Stored dataset items:

** Start **

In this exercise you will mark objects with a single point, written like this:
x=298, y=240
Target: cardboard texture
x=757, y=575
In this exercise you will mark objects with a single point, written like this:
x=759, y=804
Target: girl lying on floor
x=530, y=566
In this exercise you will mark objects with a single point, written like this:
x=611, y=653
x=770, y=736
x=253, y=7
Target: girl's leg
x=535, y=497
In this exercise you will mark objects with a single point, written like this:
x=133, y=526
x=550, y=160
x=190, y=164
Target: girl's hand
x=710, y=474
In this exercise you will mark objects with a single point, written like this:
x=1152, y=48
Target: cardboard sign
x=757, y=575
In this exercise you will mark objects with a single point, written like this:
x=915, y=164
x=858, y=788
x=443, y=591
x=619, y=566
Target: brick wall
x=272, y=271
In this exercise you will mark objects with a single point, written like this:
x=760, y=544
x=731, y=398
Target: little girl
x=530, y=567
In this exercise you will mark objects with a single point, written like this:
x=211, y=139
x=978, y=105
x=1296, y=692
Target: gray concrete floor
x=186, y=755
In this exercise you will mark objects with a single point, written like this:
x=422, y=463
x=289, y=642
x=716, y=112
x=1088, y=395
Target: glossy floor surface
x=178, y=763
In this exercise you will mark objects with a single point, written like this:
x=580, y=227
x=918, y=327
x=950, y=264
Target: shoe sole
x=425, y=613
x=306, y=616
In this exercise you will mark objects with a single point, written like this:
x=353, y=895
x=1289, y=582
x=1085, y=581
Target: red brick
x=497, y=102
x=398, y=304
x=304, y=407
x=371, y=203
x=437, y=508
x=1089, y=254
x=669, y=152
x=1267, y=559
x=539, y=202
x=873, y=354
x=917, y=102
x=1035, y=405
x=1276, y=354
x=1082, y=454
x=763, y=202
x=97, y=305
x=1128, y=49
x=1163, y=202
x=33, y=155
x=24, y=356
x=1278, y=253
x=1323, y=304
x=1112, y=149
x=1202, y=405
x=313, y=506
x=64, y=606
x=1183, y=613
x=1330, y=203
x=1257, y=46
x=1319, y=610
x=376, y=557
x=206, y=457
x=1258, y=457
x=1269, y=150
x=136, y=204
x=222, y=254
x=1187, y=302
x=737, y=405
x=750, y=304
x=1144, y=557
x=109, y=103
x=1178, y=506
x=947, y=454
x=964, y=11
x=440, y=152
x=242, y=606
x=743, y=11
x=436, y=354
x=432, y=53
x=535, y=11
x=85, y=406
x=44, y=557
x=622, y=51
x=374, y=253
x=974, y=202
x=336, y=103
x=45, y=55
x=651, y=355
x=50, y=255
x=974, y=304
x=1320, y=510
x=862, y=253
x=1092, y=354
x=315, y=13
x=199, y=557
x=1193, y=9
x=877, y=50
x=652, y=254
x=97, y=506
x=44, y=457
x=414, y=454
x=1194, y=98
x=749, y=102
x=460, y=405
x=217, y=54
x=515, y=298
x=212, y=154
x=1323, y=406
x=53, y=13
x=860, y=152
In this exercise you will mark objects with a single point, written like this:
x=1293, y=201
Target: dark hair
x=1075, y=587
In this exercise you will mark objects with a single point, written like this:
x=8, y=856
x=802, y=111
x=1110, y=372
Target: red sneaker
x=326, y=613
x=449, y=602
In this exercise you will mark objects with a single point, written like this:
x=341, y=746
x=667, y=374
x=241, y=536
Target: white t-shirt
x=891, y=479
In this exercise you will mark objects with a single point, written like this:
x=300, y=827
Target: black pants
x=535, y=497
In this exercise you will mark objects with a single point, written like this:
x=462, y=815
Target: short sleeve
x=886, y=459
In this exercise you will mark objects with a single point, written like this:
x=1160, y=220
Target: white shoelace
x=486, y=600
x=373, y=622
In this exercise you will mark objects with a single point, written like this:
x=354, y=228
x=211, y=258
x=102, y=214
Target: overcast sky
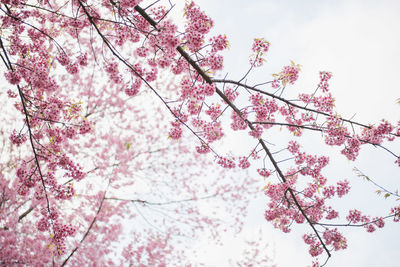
x=359, y=42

** End **

=== The request ===
Without the pictures, print the whole listing exactly as given.

=== Answer to the task ===
In this exercise you will mark objects with a single point, written like this:
x=298, y=240
Target: cardboard texture
x=757, y=575
In this exercise you will mark objects with a single point, written like this:
x=759, y=804
Target: girl lying on floor
x=530, y=566
In this exercise you will mark objects with a single point, written like this:
x=611, y=653
x=770, y=736
x=253, y=7
Target: girl's leg
x=535, y=497
In this exercise you will mark objects with a single point, written like this:
x=133, y=526
x=550, y=160
x=190, y=164
Target: girl's hand
x=710, y=474
In this exercise you will mark objects with a single point, written like this:
x=1152, y=48
Target: cardboard sign
x=757, y=575
In this exercise you will mark objects with a single point, written like this:
x=915, y=164
x=858, y=788
x=443, y=591
x=619, y=566
Target: brick wall
x=272, y=271
In this exercise you will mark objects with a single point, written like this:
x=760, y=544
x=731, y=398
Target: little girl
x=530, y=567
In this exercise you will mark objects with a single point, written like this:
x=211, y=139
x=978, y=105
x=1296, y=692
Target: gray concrete floor
x=186, y=755
In this exercise you will mark objects with a single point, written like this:
x=422, y=463
x=289, y=642
x=716, y=112
x=1088, y=395
Target: glossy floor surface
x=178, y=763
In this exercise you will mark objects with a single point, written like this:
x=580, y=227
x=918, y=327
x=950, y=264
Target: shoe sole
x=425, y=613
x=306, y=616
In this exercise you will mark objects with a single point, written like this:
x=353, y=895
x=1289, y=582
x=1085, y=581
Target: red brick
x=497, y=102
x=398, y=304
x=304, y=407
x=371, y=203
x=437, y=508
x=1089, y=254
x=669, y=152
x=1267, y=559
x=539, y=202
x=873, y=354
x=917, y=102
x=1035, y=405
x=1276, y=354
x=1082, y=454
x=763, y=202
x=97, y=305
x=1128, y=49
x=1163, y=202
x=33, y=155
x=24, y=356
x=1278, y=253
x=1323, y=304
x=1112, y=149
x=1202, y=405
x=313, y=506
x=64, y=606
x=1183, y=613
x=1330, y=203
x=1257, y=46
x=1319, y=610
x=376, y=557
x=206, y=457
x=1258, y=457
x=1269, y=150
x=136, y=204
x=222, y=254
x=1187, y=302
x=737, y=405
x=750, y=304
x=1144, y=557
x=109, y=103
x=1178, y=506
x=947, y=454
x=964, y=11
x=440, y=152
x=242, y=606
x=743, y=11
x=436, y=354
x=432, y=53
x=535, y=11
x=85, y=406
x=44, y=557
x=622, y=51
x=374, y=253
x=974, y=202
x=336, y=103
x=45, y=55
x=651, y=355
x=50, y=255
x=974, y=304
x=1320, y=510
x=862, y=253
x=1092, y=354
x=315, y=13
x=199, y=557
x=1193, y=9
x=877, y=50
x=652, y=254
x=97, y=506
x=44, y=457
x=414, y=454
x=1194, y=98
x=749, y=102
x=460, y=405
x=217, y=54
x=515, y=298
x=212, y=154
x=1323, y=406
x=53, y=13
x=860, y=152
In this exercise you will mark objects with a single point, written like this:
x=1293, y=201
Target: dark hair
x=1075, y=587
In this exercise you will mark objects with a single point, written like this:
x=8, y=856
x=802, y=111
x=1110, y=372
Target: red sneaker
x=326, y=613
x=449, y=602
In this exercise you will mark objects with a single point, written like this:
x=341, y=746
x=667, y=374
x=241, y=536
Target: white t-shirt
x=891, y=479
In this exercise you will mark objects with a single point, written like this:
x=300, y=827
Target: black pants
x=535, y=497
In this exercise you will mark objects with a single point, written like this:
x=462, y=815
Target: short sleeve
x=886, y=459
In this exercise you will mark objects with a single point, written like this:
x=1160, y=220
Target: white shoelace
x=486, y=600
x=373, y=622
In this exercise you will mark objects with a single point, written like this:
x=354, y=228
x=211, y=258
x=102, y=214
Target: overcast sky
x=359, y=42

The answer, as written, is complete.